> **PROBLEM REQUIREMENTS**: Filter the records below and copy every line containing the word "image".
***
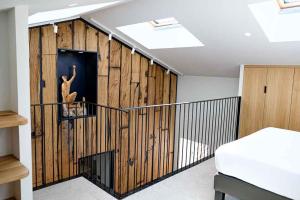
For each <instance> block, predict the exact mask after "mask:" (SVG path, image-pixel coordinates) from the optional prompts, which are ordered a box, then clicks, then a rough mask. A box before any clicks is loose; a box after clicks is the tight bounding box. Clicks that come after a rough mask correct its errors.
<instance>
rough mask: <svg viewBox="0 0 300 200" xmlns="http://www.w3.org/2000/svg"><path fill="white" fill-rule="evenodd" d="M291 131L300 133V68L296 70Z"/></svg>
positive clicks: (290, 115)
mask: <svg viewBox="0 0 300 200" xmlns="http://www.w3.org/2000/svg"><path fill="white" fill-rule="evenodd" d="M289 129H291V130H294V131H300V68H295V75H294V86H293V96H292V105H291V114H290V126H289Z"/></svg>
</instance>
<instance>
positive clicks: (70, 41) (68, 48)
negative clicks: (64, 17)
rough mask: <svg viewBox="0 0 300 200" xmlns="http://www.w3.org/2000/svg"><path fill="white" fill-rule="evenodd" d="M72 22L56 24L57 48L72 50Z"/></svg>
mask: <svg viewBox="0 0 300 200" xmlns="http://www.w3.org/2000/svg"><path fill="white" fill-rule="evenodd" d="M72 26H73V24H72V22H64V23H59V24H58V31H57V48H61V49H72V48H73V31H72V29H73V28H72Z"/></svg>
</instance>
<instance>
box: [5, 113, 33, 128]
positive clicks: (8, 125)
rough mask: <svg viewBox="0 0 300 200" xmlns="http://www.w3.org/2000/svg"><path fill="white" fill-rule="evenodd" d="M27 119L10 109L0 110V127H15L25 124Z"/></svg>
mask: <svg viewBox="0 0 300 200" xmlns="http://www.w3.org/2000/svg"><path fill="white" fill-rule="evenodd" d="M27 122H28V121H27V119H26V118H25V117H22V116H21V115H18V114H17V113H15V112H12V111H0V128H10V127H17V126H20V125H25V124H27Z"/></svg>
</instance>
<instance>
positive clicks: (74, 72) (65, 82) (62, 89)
mask: <svg viewBox="0 0 300 200" xmlns="http://www.w3.org/2000/svg"><path fill="white" fill-rule="evenodd" d="M61 78H62V80H63V83H62V84H61V94H62V99H63V103H67V104H73V103H74V102H75V99H76V96H77V92H72V93H71V94H70V88H71V85H72V83H73V81H74V80H75V78H76V65H73V76H72V78H71V79H70V80H68V79H67V76H65V75H64V76H62V77H61ZM64 105H65V104H64Z"/></svg>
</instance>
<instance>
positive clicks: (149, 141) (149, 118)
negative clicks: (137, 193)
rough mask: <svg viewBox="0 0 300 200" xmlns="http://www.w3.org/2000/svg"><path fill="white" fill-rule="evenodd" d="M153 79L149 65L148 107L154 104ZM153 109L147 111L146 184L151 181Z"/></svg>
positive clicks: (154, 91) (148, 73)
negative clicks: (147, 146)
mask: <svg viewBox="0 0 300 200" xmlns="http://www.w3.org/2000/svg"><path fill="white" fill-rule="evenodd" d="M155 78H156V70H155V66H154V65H149V73H148V105H154V104H155V84H156V83H155ZM154 110H155V109H154V108H149V109H147V111H148V116H147V118H148V119H147V121H148V138H147V144H148V145H147V146H148V152H147V156H146V157H147V158H146V160H147V169H146V178H147V182H151V181H152V180H153V170H152V168H153V167H154V166H153V155H154V154H153V151H154V140H155V139H154V135H155V134H154V124H155V123H154V122H155V113H154Z"/></svg>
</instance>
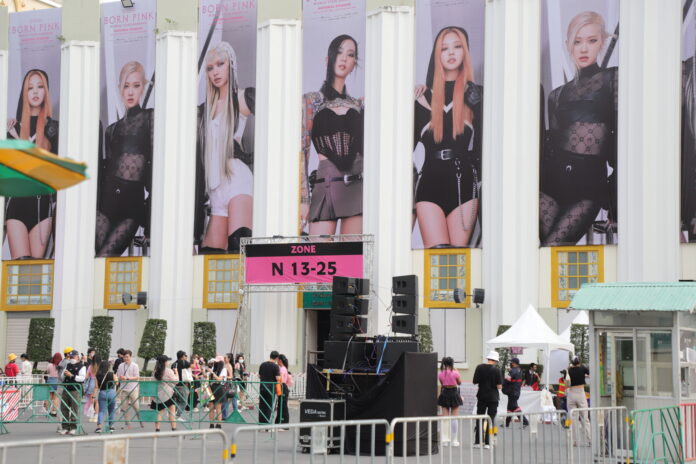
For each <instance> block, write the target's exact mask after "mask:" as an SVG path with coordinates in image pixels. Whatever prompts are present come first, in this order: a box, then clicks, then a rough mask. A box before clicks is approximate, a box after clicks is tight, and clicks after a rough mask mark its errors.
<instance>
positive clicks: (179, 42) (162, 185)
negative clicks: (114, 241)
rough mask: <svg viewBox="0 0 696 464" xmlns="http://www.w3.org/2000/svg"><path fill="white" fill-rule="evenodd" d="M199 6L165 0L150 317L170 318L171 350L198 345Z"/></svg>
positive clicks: (153, 157)
mask: <svg viewBox="0 0 696 464" xmlns="http://www.w3.org/2000/svg"><path fill="white" fill-rule="evenodd" d="M197 6H198V2H196V1H192V0H157V30H158V34H157V48H156V52H157V53H156V55H157V56H156V65H155V75H156V76H157V84H156V87H155V132H154V138H155V140H154V154H153V169H152V172H153V175H152V213H151V214H152V247H151V255H150V274H149V275H150V277H149V278H150V292H149V295H148V300H149V301H148V307H149V310H150V314H149V317H150V318H157V319H165V320H166V321H167V340H166V342H165V352H166V353H168V354H169V355H170V356H171V355H172V354H173V353H175V352H176V351H177V350H180V349H184V350H188V349H190V347H191V339H192V332H193V329H192V322H191V306H192V301H193V285H192V281H193V245H192V243H193V242H192V240H193V216H194V201H195V185H196V176H195V173H196V125H197V121H196V114H197V113H196V99H197V72H196V51H197V48H198V42H197V39H198V35H197V33H196V31H197V30H198V10H197ZM136 343H137V341H136Z"/></svg>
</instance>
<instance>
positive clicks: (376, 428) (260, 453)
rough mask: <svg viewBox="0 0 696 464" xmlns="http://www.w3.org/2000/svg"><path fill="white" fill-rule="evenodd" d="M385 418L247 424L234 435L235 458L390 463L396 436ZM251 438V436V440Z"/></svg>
mask: <svg viewBox="0 0 696 464" xmlns="http://www.w3.org/2000/svg"><path fill="white" fill-rule="evenodd" d="M390 430H391V427H390V425H389V423H388V422H387V421H386V420H384V419H374V420H352V421H351V420H349V421H334V422H304V423H294V424H278V425H255V426H247V425H243V426H240V427H237V428H236V429H235V430H234V432H233V434H232V445H231V451H232V458H233V459H237V460H239V462H243V463H247V462H254V463H257V462H258V463H261V462H263V463H264V464H266V463H272V464H276V463H286V462H292V463H293V464H294V463H302V462H310V463H313V462H317V461H318V459H319V457H321V458H322V460H321V462H326V460H327V456H328V455H329V454H335V455H337V458H338V459H339V460H340V462H344V459H346V458H345V457H346V456H347V455H350V456H351V457H350V459H349V460H350V462H355V463H360V462H370V463H380V462H381V463H385V464H386V463H388V462H390V457H389V453H388V451H389V446H390V444H391V438H392V437H393V434H391V432H390ZM249 436H250V437H249Z"/></svg>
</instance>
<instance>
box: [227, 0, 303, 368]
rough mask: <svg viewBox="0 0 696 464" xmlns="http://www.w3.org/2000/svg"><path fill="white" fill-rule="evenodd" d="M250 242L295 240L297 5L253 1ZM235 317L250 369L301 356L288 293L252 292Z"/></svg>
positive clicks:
***
> **TASK OUTPUT**:
For each <instance> block, predict the exact mask after "mask:" (SVG path, image-pixel coordinates) from the optional prompts, which are ordered a box, then clicks, then a rough mask. A box before any clicks is loose; a box after clicks is the tight bounding box. Clicks that come after a rough mask correct its errors.
For each <instance> block, write the target's exact mask after "mask:" as an SVG path with coordinates in image pixels. Whatever prompts are present come first, in this order: a box, then clicks, then a rough mask. A box before clicks is approximate, a box after clicks is tight, and clicks after a rough mask mark its errors.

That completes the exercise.